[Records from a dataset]
------------------------------
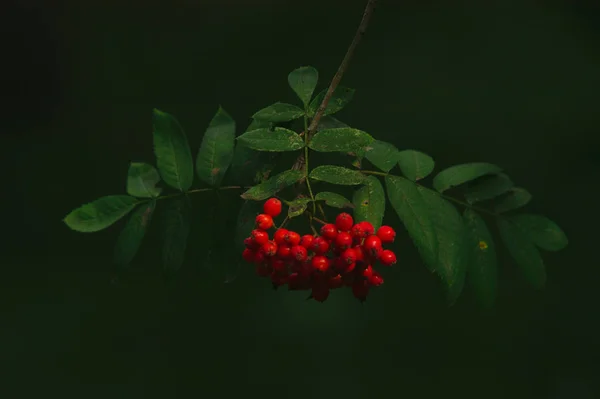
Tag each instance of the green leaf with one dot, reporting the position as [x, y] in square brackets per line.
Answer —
[337, 175]
[482, 270]
[340, 98]
[273, 185]
[414, 213]
[460, 174]
[217, 148]
[340, 140]
[277, 140]
[542, 231]
[369, 202]
[303, 81]
[142, 179]
[524, 252]
[382, 154]
[451, 238]
[279, 112]
[176, 233]
[100, 214]
[415, 165]
[334, 200]
[172, 150]
[133, 233]
[297, 207]
[516, 198]
[492, 187]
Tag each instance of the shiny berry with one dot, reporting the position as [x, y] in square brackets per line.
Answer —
[343, 240]
[264, 222]
[320, 263]
[386, 234]
[329, 231]
[319, 245]
[272, 207]
[269, 248]
[259, 236]
[299, 253]
[387, 257]
[306, 241]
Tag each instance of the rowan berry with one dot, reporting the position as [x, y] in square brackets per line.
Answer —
[248, 255]
[387, 257]
[259, 236]
[343, 240]
[320, 263]
[344, 222]
[386, 234]
[299, 253]
[264, 222]
[306, 241]
[319, 245]
[292, 238]
[269, 248]
[329, 231]
[272, 207]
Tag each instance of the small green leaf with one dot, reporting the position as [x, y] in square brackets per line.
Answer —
[382, 154]
[176, 233]
[172, 150]
[337, 175]
[217, 148]
[516, 198]
[451, 238]
[277, 140]
[482, 270]
[297, 207]
[273, 185]
[340, 98]
[414, 213]
[303, 81]
[542, 231]
[524, 252]
[334, 200]
[460, 174]
[369, 202]
[142, 179]
[491, 187]
[340, 140]
[133, 233]
[415, 165]
[279, 112]
[100, 214]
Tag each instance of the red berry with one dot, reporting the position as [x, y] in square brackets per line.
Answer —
[299, 253]
[320, 263]
[319, 245]
[343, 240]
[329, 231]
[264, 222]
[387, 257]
[292, 238]
[372, 245]
[306, 241]
[386, 234]
[272, 207]
[248, 255]
[344, 222]
[284, 251]
[367, 227]
[269, 248]
[279, 236]
[259, 236]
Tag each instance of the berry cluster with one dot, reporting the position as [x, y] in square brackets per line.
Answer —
[343, 255]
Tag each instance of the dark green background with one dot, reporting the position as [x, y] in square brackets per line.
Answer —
[513, 83]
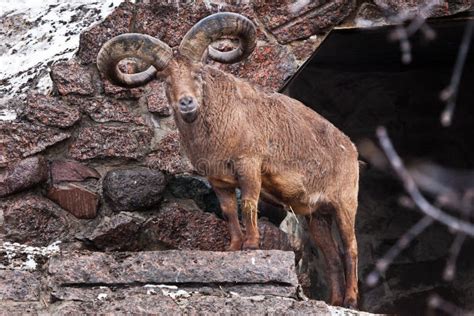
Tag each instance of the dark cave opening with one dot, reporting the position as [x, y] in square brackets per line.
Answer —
[357, 81]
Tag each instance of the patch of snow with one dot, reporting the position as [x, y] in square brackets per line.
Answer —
[7, 115]
[102, 296]
[298, 6]
[35, 33]
[14, 255]
[30, 263]
[167, 290]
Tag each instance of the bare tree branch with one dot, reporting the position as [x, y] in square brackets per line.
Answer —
[402, 243]
[411, 188]
[450, 93]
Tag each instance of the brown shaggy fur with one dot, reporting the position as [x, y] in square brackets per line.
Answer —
[273, 147]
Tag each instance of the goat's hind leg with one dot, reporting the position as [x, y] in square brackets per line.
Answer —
[345, 219]
[320, 229]
[250, 183]
[228, 203]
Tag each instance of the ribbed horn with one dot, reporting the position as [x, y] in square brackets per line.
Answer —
[147, 48]
[202, 34]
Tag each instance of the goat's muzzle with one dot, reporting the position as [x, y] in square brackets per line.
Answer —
[188, 108]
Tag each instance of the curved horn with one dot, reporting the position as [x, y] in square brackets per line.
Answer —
[147, 48]
[212, 28]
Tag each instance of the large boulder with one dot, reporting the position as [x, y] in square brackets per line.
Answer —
[51, 111]
[21, 140]
[23, 175]
[133, 189]
[104, 141]
[36, 221]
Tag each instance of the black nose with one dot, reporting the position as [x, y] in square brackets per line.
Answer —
[186, 103]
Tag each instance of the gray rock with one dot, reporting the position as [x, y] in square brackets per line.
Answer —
[23, 175]
[175, 267]
[70, 170]
[19, 286]
[76, 199]
[51, 111]
[169, 157]
[133, 189]
[21, 140]
[103, 141]
[72, 78]
[117, 233]
[195, 188]
[36, 221]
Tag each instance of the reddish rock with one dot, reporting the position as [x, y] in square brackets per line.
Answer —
[180, 228]
[169, 157]
[51, 111]
[70, 170]
[303, 50]
[439, 8]
[261, 66]
[167, 21]
[20, 140]
[133, 189]
[36, 221]
[173, 267]
[156, 101]
[19, 286]
[120, 92]
[118, 233]
[71, 78]
[91, 40]
[289, 22]
[76, 199]
[23, 175]
[103, 141]
[103, 110]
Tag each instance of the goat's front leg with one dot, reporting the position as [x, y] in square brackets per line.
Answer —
[250, 182]
[228, 203]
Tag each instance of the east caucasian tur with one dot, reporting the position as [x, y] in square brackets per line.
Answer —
[266, 144]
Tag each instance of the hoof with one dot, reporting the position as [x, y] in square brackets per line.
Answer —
[250, 246]
[234, 246]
------------------------------
**WHAT THIS TASK INVOLVES**
Reproduce every line of the listing above word for word, omitting the pictures.

**EXERCISE SOLUTION**
Tag each instance of the green leaf with one dot, reporting the position as [x, y] in square brackets per line.
Answer —
[337, 175]
[482, 270]
[340, 98]
[273, 185]
[414, 213]
[460, 174]
[217, 148]
[340, 140]
[277, 140]
[542, 231]
[369, 202]
[303, 81]
[142, 179]
[524, 252]
[382, 154]
[451, 238]
[279, 112]
[176, 233]
[100, 214]
[415, 165]
[334, 200]
[172, 150]
[133, 233]
[297, 207]
[516, 198]
[492, 187]
Tag each instance of the shiny berry with one dot, reporting the position as [x, y] in square brackets per line.
Answer —
[343, 240]
[264, 222]
[320, 263]
[386, 234]
[329, 231]
[319, 245]
[272, 207]
[269, 248]
[259, 236]
[299, 253]
[387, 257]
[306, 241]
Tag each instance of the rowan berry with one dot, reporting the position as [x, y] in square brackets per line.
Answer —
[248, 255]
[387, 257]
[259, 236]
[343, 240]
[320, 263]
[344, 222]
[386, 234]
[299, 253]
[264, 222]
[306, 241]
[319, 245]
[292, 238]
[269, 248]
[329, 231]
[272, 207]
Tag each instance of the small green leaf with one dot, reporting the position as [x, y] in square brackets per line.
Answer —
[382, 154]
[176, 233]
[172, 150]
[337, 175]
[217, 148]
[516, 198]
[451, 238]
[277, 140]
[482, 270]
[297, 207]
[273, 185]
[340, 98]
[414, 213]
[303, 81]
[542, 231]
[524, 252]
[334, 200]
[460, 174]
[369, 202]
[142, 179]
[491, 187]
[340, 140]
[133, 233]
[415, 165]
[279, 112]
[100, 214]
Tag each instance of the red berry with one dot, reporting the position as [x, y] in square brackets per line.
Answer —
[299, 253]
[320, 263]
[319, 245]
[343, 240]
[329, 231]
[264, 222]
[387, 257]
[292, 238]
[372, 245]
[306, 241]
[386, 234]
[272, 207]
[248, 255]
[344, 222]
[284, 251]
[367, 227]
[269, 248]
[279, 236]
[259, 236]
Tag each instance of the berry cluster with one dot, reporting the position as [x, y] in square brackets per line.
Answer —
[343, 255]
Tag each instance of the dark green background with one dot, reporting the position as [x, y] in square brackets per line.
Answer —
[513, 83]
Tag each instance of the dark cave opening with one dot, reporting the position as [x, y] in square brackets per line.
Answer —
[357, 81]
Tag each instance of the patch of snow with one dot, reporting the position as [x, y] in square brackets per line.
Answer —
[7, 115]
[102, 296]
[298, 6]
[35, 33]
[14, 255]
[30, 263]
[167, 290]
Tag each instance of the bare tree branch with one dot, reporting the position as [x, y] in square brackets per line.
Answer —
[402, 243]
[411, 188]
[450, 93]
Tag each instance of the brown shaggy fur with one dot, reporting the position as [x, y] in square brackets per line.
Answer —
[273, 147]
Tag each instance of the goat's hind leg with one dot, reporting the position as [x, y] in square brackets per line.
Answer —
[345, 219]
[320, 229]
[250, 183]
[228, 203]
Tag each instance of the ribbed horn with one dot, reporting the position as [x, y] in square brackets per line.
Answer —
[147, 48]
[202, 34]
Tag each instance of the goat's muzzle with one dot, reporting the position as [x, y] in square brackets per line.
Answer —
[188, 108]
Tag each instance of the curved horn with one dot, reporting the position as [x, y] in square brackets per line.
Answer —
[147, 48]
[212, 28]
Tag each instance of the large boulder with one dot, reporting the position as [x, y] in square brackets per line.
Answer —
[51, 111]
[21, 140]
[23, 175]
[133, 189]
[104, 141]
[36, 221]
Tag each instance of the black nose with one dot, reporting the position as [x, y] in square brackets per line.
Answer —
[186, 103]
Tag each instance of the gray rock with one dot, reporting the position as [x, y] in square brackets per line.
Answer —
[23, 175]
[175, 267]
[70, 170]
[19, 286]
[76, 199]
[51, 111]
[169, 157]
[133, 189]
[21, 140]
[103, 141]
[72, 78]
[117, 233]
[195, 188]
[36, 221]
Tag each instance of the reddish rock with one dot, reporting the position as [x, y] in square brackets per line.
Answer —
[180, 228]
[169, 157]
[51, 111]
[70, 170]
[303, 50]
[439, 8]
[261, 66]
[167, 21]
[20, 140]
[133, 189]
[36, 221]
[173, 267]
[156, 101]
[19, 286]
[120, 92]
[118, 233]
[71, 78]
[91, 40]
[289, 22]
[76, 199]
[23, 175]
[103, 141]
[103, 110]
Tag each instance of the goat's front leg with one dot, reporting the position as [x, y] in square brackets per line.
Answer —
[250, 182]
[228, 203]
Tag each instance of the east caucasian tur with one dot, reporting the position as [x, y] in square brackets per line.
Answer —
[266, 144]
Tag each instance of the hoof with one dot, reporting the position as [x, y] in square brackets per line.
Answer —
[250, 246]
[234, 246]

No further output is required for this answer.